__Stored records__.
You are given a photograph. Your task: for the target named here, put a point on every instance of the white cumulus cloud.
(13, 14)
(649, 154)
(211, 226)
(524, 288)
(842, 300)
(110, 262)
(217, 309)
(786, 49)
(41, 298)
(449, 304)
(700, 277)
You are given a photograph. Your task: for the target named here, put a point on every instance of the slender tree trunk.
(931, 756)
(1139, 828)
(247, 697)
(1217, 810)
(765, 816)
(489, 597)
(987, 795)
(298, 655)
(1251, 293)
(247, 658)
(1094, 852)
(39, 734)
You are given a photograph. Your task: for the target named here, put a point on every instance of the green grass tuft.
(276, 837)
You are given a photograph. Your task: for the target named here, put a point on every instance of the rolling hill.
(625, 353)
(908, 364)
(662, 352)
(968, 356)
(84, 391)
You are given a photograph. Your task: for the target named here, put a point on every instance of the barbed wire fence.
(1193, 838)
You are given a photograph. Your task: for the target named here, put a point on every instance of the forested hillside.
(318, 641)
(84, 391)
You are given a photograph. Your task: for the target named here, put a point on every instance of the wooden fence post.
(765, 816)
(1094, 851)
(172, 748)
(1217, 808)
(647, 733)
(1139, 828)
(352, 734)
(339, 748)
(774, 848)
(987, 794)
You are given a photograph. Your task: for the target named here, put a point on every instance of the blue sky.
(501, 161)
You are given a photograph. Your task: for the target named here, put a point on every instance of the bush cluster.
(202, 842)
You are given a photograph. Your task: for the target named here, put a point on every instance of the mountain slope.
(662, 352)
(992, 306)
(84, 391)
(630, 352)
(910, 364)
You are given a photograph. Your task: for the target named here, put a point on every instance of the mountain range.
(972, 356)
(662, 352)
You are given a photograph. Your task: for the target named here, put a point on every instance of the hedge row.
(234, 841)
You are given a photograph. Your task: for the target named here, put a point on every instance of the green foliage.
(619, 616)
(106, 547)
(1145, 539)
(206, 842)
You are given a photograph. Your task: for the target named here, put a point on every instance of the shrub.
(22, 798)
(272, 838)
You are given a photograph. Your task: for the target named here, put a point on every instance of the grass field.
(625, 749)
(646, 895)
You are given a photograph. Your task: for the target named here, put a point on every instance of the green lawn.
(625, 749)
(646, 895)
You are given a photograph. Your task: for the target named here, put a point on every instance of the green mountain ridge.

__Required action__. Write out the records again so that each line matches the original exactly.

__Task response__.
You are given a photograph. Your task: for the target named here, put a point on every instance of the white cumulus cloud.
(13, 14)
(649, 154)
(211, 226)
(524, 288)
(842, 300)
(110, 262)
(217, 309)
(786, 49)
(41, 298)
(449, 304)
(700, 277)
You are given a photograph. Your task: for the target named here, put a point on every instance of the slender tree trunk.
(931, 756)
(1139, 828)
(247, 697)
(1217, 810)
(765, 816)
(489, 597)
(987, 795)
(298, 655)
(1251, 293)
(247, 658)
(1094, 852)
(39, 734)
You are given a photograph. Your task: for the target named here, put a point on every instance of the green grass tuft.
(276, 837)
You are given a photograph. Your task: for the target named here, put a point on every instance of the rolling hill.
(625, 353)
(908, 364)
(662, 352)
(968, 356)
(84, 391)
You are given a photograph. Your task: for the target named here, put a point on every instance of the barbed wire fence.
(1193, 838)
You are given a photograph. Your task: for the target named here, put a point on every instance of the forested hillside.
(318, 641)
(84, 391)
You are given a photograph. Your task: for the target named here, put a point on every instance of the wooden fence post.
(765, 816)
(1094, 851)
(172, 748)
(1217, 808)
(647, 733)
(1139, 828)
(352, 734)
(339, 748)
(774, 848)
(987, 794)
You are given a photograph. Your task: for the target named here, put a point on every instance of the blue sky.
(501, 161)
You are given a photograph. Your task: for the target named here, put a point on every instance of the bush cluster.
(202, 842)
You are given a photograph. Your task: for the target named here, put a point on every instance of the mountain slope.
(662, 352)
(992, 306)
(84, 391)
(630, 352)
(910, 364)
You are given a photograph. Your task: for the target named here, put a point on every instance of the mountain range.
(972, 356)
(662, 352)
You are given a photograph. Your task: for the target named here, put a point on every instance of the hedge row.
(234, 841)
You are given a photograph. Your task: for the target named here, put a point on every instance of the green foliage.
(619, 616)
(106, 547)
(1145, 539)
(206, 842)
You are given a photograph. Your task: for the target named here, put a point on every instance of the shrub.
(22, 798)
(272, 838)
You are given a photograph. Your task: for the target named here, put a point on every instance of the grass field.
(625, 749)
(646, 895)
You are given a photograph. Your task: for the target named here, put a point on every instance of the green lawn.
(625, 749)
(646, 895)
You are given a photograph. Your task: for the target named here, put a point on every instance of the green mountain ridge.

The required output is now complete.